- _WHAT THIS TASK INVOLVES_
Pull out each line of the entries that contains the string "grey", and match it case-sensitively.

[Entries from a pointing dataset]
........

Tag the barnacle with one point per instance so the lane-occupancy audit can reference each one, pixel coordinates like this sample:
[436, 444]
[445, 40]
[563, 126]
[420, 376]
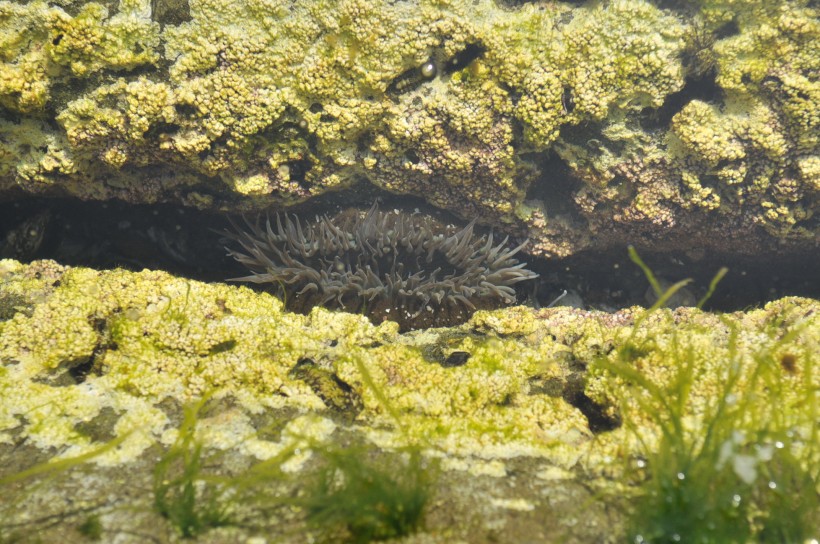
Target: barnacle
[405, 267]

........

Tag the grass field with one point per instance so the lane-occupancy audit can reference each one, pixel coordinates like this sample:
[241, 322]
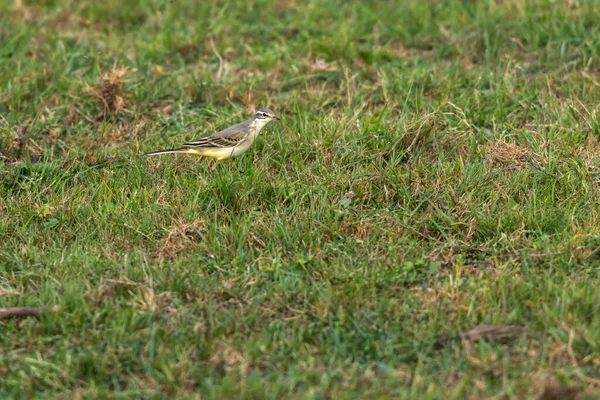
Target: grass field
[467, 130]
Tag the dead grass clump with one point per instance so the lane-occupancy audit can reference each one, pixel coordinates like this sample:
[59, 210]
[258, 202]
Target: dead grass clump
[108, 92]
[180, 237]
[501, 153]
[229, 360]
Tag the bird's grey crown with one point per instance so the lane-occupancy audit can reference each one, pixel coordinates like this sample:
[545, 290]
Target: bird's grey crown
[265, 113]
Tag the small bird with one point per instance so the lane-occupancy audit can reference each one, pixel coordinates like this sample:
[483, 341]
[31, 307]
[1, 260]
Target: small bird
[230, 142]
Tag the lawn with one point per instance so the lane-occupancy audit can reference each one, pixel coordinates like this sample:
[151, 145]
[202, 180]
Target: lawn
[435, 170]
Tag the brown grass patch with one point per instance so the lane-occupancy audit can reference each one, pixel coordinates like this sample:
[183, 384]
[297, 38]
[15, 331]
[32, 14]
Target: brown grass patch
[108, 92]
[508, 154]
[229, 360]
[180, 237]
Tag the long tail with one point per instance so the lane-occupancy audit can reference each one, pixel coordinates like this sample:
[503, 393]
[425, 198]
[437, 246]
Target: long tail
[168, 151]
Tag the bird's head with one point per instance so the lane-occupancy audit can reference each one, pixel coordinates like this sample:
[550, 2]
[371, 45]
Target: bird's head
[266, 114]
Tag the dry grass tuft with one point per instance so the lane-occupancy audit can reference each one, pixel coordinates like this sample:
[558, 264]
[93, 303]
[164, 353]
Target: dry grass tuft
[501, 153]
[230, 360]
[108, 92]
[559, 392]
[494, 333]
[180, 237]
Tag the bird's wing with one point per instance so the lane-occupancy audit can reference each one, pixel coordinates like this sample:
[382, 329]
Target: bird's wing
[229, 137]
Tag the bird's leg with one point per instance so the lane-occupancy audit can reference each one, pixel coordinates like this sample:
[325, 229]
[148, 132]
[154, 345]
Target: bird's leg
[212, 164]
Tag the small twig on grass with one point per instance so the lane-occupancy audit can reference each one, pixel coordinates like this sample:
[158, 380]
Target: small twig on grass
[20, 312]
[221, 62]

........

- _FINISHED ANSWER_
Tag the bird's grey crown with one point per instance so the lane-occupancy audit can reference each one, pixel coordinates like this sample:
Target: bird's grey crown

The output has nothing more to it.